═══ RECORDS SUPPLIED ═══

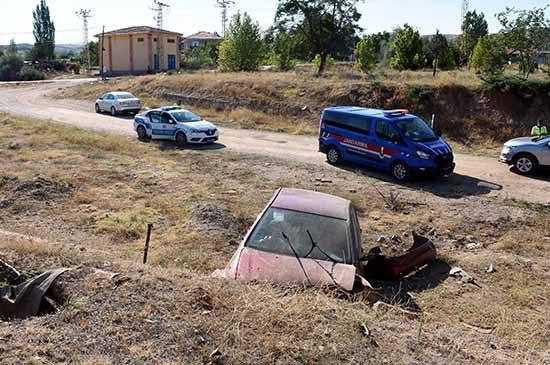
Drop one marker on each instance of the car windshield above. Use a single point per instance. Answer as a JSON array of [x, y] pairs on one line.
[[416, 130], [125, 96], [184, 116], [312, 236]]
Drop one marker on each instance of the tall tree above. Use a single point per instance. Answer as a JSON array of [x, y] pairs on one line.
[[474, 26], [438, 48], [44, 33], [408, 49], [527, 33], [329, 26], [243, 47]]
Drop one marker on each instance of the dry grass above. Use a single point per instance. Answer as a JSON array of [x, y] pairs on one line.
[[172, 311]]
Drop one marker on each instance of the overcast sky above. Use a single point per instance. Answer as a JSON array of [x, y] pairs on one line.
[[189, 16]]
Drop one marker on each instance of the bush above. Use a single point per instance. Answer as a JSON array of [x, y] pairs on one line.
[[10, 66], [243, 48], [365, 54], [29, 73], [489, 57], [317, 61]]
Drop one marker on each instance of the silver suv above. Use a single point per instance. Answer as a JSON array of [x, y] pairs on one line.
[[527, 153]]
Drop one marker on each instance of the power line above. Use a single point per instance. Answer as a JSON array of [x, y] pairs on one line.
[[224, 5], [85, 14]]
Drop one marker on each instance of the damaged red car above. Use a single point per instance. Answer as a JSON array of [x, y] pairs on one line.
[[311, 238]]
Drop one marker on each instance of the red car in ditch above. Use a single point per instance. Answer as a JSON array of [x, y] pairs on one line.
[[311, 238]]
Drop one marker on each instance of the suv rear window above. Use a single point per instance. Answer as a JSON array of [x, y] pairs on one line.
[[354, 124], [330, 235]]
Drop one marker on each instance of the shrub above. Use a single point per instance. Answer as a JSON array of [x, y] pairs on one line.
[[10, 66], [365, 54], [243, 48], [489, 57], [29, 73], [317, 61]]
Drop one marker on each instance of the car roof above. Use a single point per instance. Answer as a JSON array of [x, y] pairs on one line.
[[312, 202], [380, 114]]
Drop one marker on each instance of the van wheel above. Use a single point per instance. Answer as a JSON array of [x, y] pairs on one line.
[[400, 171], [525, 164], [181, 139], [333, 156]]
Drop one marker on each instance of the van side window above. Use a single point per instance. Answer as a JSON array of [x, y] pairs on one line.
[[358, 125], [385, 131]]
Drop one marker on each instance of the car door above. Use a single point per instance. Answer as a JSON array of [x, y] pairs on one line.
[[388, 143], [156, 125]]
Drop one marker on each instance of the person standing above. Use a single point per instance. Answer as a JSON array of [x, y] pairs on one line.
[[539, 130]]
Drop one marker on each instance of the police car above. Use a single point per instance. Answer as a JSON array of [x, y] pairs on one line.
[[393, 140], [175, 124]]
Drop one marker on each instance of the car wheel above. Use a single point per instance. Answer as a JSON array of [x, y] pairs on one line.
[[400, 171], [525, 164], [181, 139], [142, 133], [333, 156]]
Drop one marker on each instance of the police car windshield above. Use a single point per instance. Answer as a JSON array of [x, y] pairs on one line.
[[185, 117], [417, 130]]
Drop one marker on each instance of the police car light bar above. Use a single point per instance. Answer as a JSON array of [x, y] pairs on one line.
[[397, 112]]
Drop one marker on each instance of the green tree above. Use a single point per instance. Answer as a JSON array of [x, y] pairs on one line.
[[489, 57], [408, 49], [328, 27], [283, 51], [527, 33], [243, 47], [439, 51], [366, 53], [474, 26], [44, 33]]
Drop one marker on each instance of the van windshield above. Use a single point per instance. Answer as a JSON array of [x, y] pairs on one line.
[[416, 130]]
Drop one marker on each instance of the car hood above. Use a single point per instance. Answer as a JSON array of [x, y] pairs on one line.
[[202, 125], [438, 147], [523, 141]]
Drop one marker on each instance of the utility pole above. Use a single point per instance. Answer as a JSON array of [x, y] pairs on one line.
[[224, 5], [85, 14], [159, 17]]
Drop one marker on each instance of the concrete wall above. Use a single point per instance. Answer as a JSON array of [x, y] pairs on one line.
[[134, 54]]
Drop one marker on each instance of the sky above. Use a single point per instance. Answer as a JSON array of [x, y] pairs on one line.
[[190, 16]]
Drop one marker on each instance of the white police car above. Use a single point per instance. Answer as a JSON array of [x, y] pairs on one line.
[[175, 124]]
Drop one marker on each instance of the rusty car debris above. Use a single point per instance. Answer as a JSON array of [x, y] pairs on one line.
[[310, 238]]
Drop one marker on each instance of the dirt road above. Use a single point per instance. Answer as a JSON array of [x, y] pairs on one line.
[[474, 175]]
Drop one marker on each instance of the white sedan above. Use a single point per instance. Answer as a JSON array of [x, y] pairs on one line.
[[118, 102]]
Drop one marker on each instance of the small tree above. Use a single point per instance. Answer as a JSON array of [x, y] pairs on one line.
[[525, 32], [408, 49], [489, 57], [283, 51], [366, 53], [474, 26], [44, 33], [243, 48]]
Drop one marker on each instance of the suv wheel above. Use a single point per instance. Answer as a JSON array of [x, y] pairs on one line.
[[142, 133], [400, 171], [181, 139], [333, 156], [525, 164]]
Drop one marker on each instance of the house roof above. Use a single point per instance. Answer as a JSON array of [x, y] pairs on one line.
[[205, 35], [312, 202], [139, 30]]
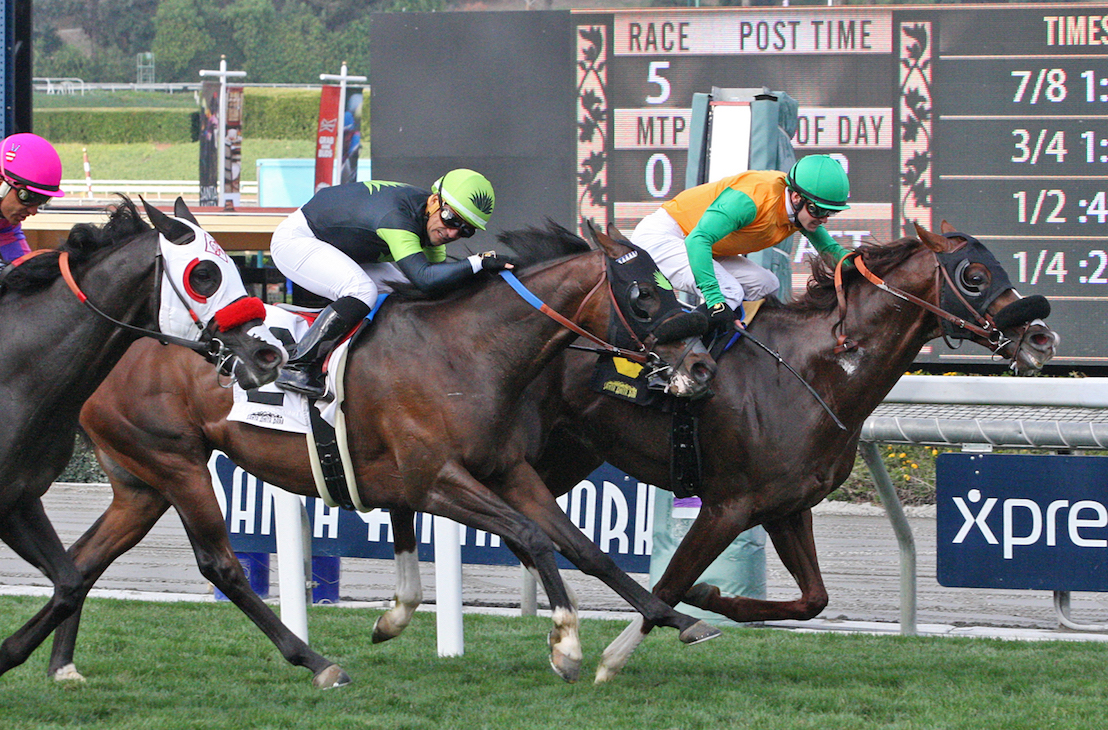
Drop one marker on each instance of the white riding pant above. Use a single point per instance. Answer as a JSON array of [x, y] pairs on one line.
[[739, 278], [325, 270]]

═══

### SET EXERCISE
Copy out all of the items again, swapping every "marker" for "pin" and changing nothing else. Don't include the pictures.

### WRITTEN REPLY
Drop one pin on each instance of the car windshield above. Use a single point per instance. Answer as a JSON array of [x, y] pairs on one line.
[[416, 130], [125, 96], [184, 116], [312, 236]]
Drop one pin on each instance of the tall tree above. Use a single point per instance. Answer as a JSON array of [x, y] pairs on one line.
[[474, 26], [438, 48], [44, 33], [408, 49], [527, 33], [329, 26], [243, 47]]
Drop one pin on each instance of the dry grass above. Use a single point per instance. Answer as a JSON array of [x, y] pairs on one line.
[[172, 311]]
Drop one pin on each instance of the overcast sky above. Use a single point per instance. Answer as a JSON array of [x, y] pairs on one line.
[[189, 16]]
Drop one pin on each instance of the bush above. Use a single point per instance. Answer as a JSON array of [x, y] pairs on one line.
[[10, 66], [243, 48], [365, 54], [29, 73], [489, 57], [317, 61]]
Drop one pin on each instance of the silver suv above. Use a single point per instance. Answer as a JSON array of [x, y] pairs on one line.
[[527, 153]]
Drop one pin on each instance of the power line above. Use a single point per instance. Answer as a JSON array of [x, y] pairs on one line.
[[224, 5], [85, 14]]
Drop one pin on each instance of the damaged red car above. Use a single point per instance. Answer as a JSON array of [x, y] pairs on one line.
[[311, 238]]
Drop one pin on each instance of the red car in ditch above. Use a single point per instance. Answer as a JSON array of [x, y] pairs on one line.
[[311, 238]]
Drop one pin on each instance of the suv rear window above. Use a single point per instance. Answer as a JSON array of [x, y] pairs on one line.
[[354, 124], [330, 235]]
Drop one pin on each instance of the shrub above. Use a single point per instance. Answer as a JSON array of [x, y] pairs on one line.
[[10, 66], [365, 54], [243, 48], [489, 57], [29, 73], [317, 61]]
Drop one pin on each instance of the car roof above. Use a single point per instance. Answer as a JSON array of [x, y] pairs on one line.
[[312, 202], [380, 114]]
Drop one pin on each instance of the van wheel above. Use a single point per instance. Answer as a JSON array of [x, y] pairs on one line.
[[400, 171], [525, 164], [181, 139], [333, 156]]
Drop one pin on each instance of the van side window above. Use a single point per instance. Answer as a JSON array of [x, y] pairs on one line.
[[358, 125], [385, 131]]
Drop one pin on each instance of the car door above. Use a single point per instance. Answer as a JSON array of [x, y] pairs on one line.
[[388, 143], [156, 125]]
Drop one pin on each instance of the person standing above. Use a single point per instance. Answer as a JSON array of [x, y] pairs on one line.
[[539, 130]]
Drop one pin on each instance of the police car above. Use a single point per instance. Answer as a JSON array of [x, y] pairs on one line.
[[393, 140], [175, 124]]
Drop one pin on each instance of the car wheel above. Use a single point per instance. Answer as a JSON array of [x, y] pairs on one line.
[[400, 171], [525, 164], [181, 139], [142, 133], [333, 156]]
Drop one pin on each instance of the police car windshield above. Use a single point per instance. Answer as a JSON array of [x, y] pairs on one line.
[[185, 117], [417, 130]]
Drop one pin on each instance of the police car light bar above. Use a single point per instance. Answer as a JSON array of [x, y] pairs on one line.
[[397, 112]]
Drop one pin on each instance of the green tree above. Use a single point per instance. Answer as a JSON array of [x, y] pairs on one line.
[[489, 57], [408, 49], [328, 27], [283, 51], [527, 33], [243, 47], [439, 51], [366, 53], [474, 26], [44, 33]]
Drop one pin on each instance of the van windshield above. Use a single point per instance. Answer as a JSON array of [x, y] pairs on one line.
[[416, 130]]
Drop one pin on each instance of the car hood above. Use a single point per instance. Answer as a JSON array of [x, y] pairs on one line.
[[202, 125], [438, 147], [523, 141]]
Drop one pin on each instance of the utility pole above. Use a single point per instance. Answer as a JSON array of [x, y] pairs on one line.
[[224, 5], [85, 14], [159, 17]]
Drop one pin on each instance of the concrete wall above. Use a single point per instance. Answer as a JSON array of [x, y] pairs on one line.
[[134, 54]]
Drop one pin on each instance of the sky above. Use a single point per instance. Answer as a JSON array of [x, y] pairs on one line.
[[190, 16]]
Drop one pin on each instance of the white police car above. Use a single point per instance. Answer as a JSON array of [x, y] pairs on one line.
[[175, 124]]
Drop one pin on each instance of the rusty car debris above. Use a single point per instance. Answer as a JSON array of [x, y] pairs on one line.
[[310, 238]]
Drop one pin on each instance of the dirt road above. Use a single point per instance. Answer as a JSON array of [x, y] pairs on one line.
[[474, 175]]
Drop one pin on each instance of the white sedan above. Use a single point per instance. Answer as a JSON array of [x, y] pairs on one line.
[[118, 102]]
Drop one pin on each instance of the small tree above. Use a single point per instance. Answer as a JSON array of [x, y] pairs on one line.
[[525, 32], [408, 49], [489, 57], [283, 51], [366, 53], [474, 26], [44, 33], [243, 48]]
Drop one pin on each instance of the suv wheel above. Use a single point per instance. Answer as a JSON array of [x, y] pairs on one line.
[[142, 133], [400, 171], [181, 139], [333, 156], [525, 164]]
Drop one pin on each instance of the house roof above. Use a single point per instance. Answer as a JSON array of [x, y] pairs on one line.
[[205, 35], [312, 202], [139, 30]]
Drop one pin on each instance of the white riding pant above. Use a single point per instance. Answer as a JSON array of [x, y] pairs on one line.
[[739, 278], [325, 270]]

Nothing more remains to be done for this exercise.